Hello, angel baby. It’s mommy again.
A few days ago, I wrote you this letter, but I’ve realized (of late) that I left something out. You see, you’re very cute. So cute people stop me on the street and tell me how cute you are (yes, I’m obnoxious. Sorry, it’s sort of genetic.) (Also, I blame my husband.). And since you’ve gotten two front teeth, you’re so cute that I often have to stop myself from staring at you and pinching your cheeks and saying obnoxiousmommy things like smoochywoo little baby and tushytushytushy. And yet. And yet.

* **TASK STATEMENT**
Write the next part of the mother's letter to her baby, picking up after its final "And yet." The records that come next are from a separate source and are unrelated to the text.

* **RECORD EXTRACTS**
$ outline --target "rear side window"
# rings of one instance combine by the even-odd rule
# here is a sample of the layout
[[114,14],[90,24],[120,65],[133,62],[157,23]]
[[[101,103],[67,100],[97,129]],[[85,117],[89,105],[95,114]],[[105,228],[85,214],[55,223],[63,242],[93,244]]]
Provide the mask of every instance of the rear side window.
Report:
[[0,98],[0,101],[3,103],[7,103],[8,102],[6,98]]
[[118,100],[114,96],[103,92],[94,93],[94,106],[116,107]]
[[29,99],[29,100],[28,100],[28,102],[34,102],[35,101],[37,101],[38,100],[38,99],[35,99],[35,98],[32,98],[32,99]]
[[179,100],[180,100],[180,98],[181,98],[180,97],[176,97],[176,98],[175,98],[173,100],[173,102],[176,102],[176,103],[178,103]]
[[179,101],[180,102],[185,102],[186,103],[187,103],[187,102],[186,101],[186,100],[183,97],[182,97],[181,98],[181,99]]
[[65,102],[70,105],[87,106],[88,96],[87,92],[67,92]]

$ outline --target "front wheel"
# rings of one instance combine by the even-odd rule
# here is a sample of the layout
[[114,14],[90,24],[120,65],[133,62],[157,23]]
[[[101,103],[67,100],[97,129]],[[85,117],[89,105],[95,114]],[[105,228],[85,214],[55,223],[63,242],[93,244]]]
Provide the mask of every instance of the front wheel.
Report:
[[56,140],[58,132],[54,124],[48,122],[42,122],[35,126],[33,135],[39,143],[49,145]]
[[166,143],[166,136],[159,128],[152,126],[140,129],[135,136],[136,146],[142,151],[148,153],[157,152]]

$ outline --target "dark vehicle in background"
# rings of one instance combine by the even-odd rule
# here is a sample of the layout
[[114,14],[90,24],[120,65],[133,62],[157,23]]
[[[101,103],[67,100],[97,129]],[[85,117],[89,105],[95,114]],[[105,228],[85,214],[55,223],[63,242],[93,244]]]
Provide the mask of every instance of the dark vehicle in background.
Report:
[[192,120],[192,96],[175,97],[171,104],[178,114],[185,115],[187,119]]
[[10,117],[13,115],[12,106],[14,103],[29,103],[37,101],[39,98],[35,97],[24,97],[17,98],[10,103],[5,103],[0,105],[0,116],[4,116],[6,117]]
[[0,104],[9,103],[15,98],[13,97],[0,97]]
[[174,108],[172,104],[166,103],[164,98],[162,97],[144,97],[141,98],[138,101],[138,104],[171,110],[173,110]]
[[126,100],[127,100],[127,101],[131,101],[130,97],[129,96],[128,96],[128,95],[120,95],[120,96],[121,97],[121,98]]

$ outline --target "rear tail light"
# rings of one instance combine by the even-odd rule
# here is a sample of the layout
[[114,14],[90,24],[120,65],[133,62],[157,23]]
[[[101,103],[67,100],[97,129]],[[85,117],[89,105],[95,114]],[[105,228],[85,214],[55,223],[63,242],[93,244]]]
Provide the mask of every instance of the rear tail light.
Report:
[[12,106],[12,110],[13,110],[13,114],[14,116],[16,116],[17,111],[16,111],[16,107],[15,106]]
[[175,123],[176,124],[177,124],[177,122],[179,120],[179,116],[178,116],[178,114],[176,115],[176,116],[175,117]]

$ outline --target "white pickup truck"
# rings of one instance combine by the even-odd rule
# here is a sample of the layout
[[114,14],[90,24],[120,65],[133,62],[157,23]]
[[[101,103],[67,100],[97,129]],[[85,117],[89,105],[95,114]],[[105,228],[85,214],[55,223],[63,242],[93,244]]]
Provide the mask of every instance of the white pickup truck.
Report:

* **WRITTEN RESPONSE**
Those teeth, you see, they’re cute. They’re cute when you’re smiling or chewing on your finger or biting on a teething ring or a piece of gladware or a pot handle. They’re even cute when you’re laughing and gooing and ahging and trying to take little bites out of my fingers when I’m rocking you at night. But you see, smushy, there is one time when they are not so cute. So please, yummiky bumpkins, sweet fuzzyheaded monkeyman, please, please, please: STOP. BITING. MOMMY. WHEN. YOU. ARE. NURSING. Or I may have to start telling all those people who think you’re so cute about how you once had to have the inside of your diaper gladwrapped so I could take a stool sample, and we both know how THAT would go (crazy looks, upturned sneers, possible calls to CPS).
|Mmmmm, paint chips.|
That is all, my lovey noggikins. That is all.